> [Text for analysis]
########

Laparoscopy, a minimally invasive procedure or keyhole procedure is a modern surgical technique in which operations are performed far from their locations through small incisions (usually 0.5-1.5 cm) elsewhere in the body. It is used to find and treat problems such as cysts, adhesions, fibroids and endometriosis. Tissue samples can be taken for biopsy through the tube (laparoscope).
Benefits of Laparoscopy
- To diagnose tubal factor infertility especially when used with a dye test
- To remove adhesion bands around the tubes and/or ovaries
- To remove or burn-off endometriotic deposits anywhere found, tubes, ovaries, cul-de-sac, e.t.c, wherever possible
- Sometimes to treat anovulation due to a polycystic Ovarian Syndrome (PCOS) by drilling holes in the ovaries
- Sometimes to remove fibroids
- Quicker recovery and better satisfaction
The procedure is usually done in the hospital or outpatient surgical centre under general anesthesia (while you are asleep and pain-free). However, very rarely, this procedure may also be done using local anesthesia. This numbs only the area affected by the surgery and allows you to stay awake/ a surgeon makes a small cut below the belly button (navel) and inserts a needle into the area. Carbon dioxide gas is passed into the abdomen to expand the area. This gives the surgeon more room to work and helps the surgeon see the organs more clearly. A tube is placed through the cut in the abdomen. A tiny video camera (laparoscope) goes through this tube and is used to see the inside of the pelvis and abdomen. More small cuts may be made if other instruments are needed to get a better view of certain organs and carry out operations.
If you are having gynecologic laparoscopy, dye may be injected into your cervix area so the surgeon can better see the fallopian tubes and assess their potency (if blocked or not). After the examination, the gas, instruments and laparoscope are removed and the cuts are closed. You will have bandage over those areas.

########

> [Dataset extract]

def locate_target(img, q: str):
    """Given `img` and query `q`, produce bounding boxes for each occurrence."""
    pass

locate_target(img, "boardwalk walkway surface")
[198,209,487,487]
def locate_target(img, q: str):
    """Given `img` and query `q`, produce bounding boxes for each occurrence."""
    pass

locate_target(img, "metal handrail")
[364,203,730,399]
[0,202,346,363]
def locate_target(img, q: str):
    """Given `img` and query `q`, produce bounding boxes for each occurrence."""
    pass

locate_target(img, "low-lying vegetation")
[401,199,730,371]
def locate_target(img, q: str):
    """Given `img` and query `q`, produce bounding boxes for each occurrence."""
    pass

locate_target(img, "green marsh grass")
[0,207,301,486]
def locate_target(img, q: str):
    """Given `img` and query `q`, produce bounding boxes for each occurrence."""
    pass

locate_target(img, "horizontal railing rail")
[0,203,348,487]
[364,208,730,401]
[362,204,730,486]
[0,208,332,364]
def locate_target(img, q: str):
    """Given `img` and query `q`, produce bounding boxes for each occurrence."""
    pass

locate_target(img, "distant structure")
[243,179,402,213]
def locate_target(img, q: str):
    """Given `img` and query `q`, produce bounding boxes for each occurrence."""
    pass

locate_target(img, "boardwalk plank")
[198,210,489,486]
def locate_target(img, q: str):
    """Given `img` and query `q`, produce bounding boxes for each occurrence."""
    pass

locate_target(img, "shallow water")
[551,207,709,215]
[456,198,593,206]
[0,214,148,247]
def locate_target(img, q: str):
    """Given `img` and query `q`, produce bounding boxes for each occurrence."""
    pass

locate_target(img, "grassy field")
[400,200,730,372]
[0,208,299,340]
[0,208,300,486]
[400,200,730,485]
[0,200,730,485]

########

> [Exercise] Please reproduce the passage of the laparoscopy text that begins at the words "Laparoscopy, a minimally" and stops after "the tube (laparoscope).".

> [Response to the task]
Laparoscopy, a minimally invasive procedure or keyhole procedure is a modern surgical technique in which operations are performed far from their locations through small incisions (usually 0.5-1.5 cm) elsewhere in the body. It is used to find and treat problems such as cysts, adhesions, fibroids and endometriosis. Tissue samples can be taken for biopsy through the tube (laparoscope).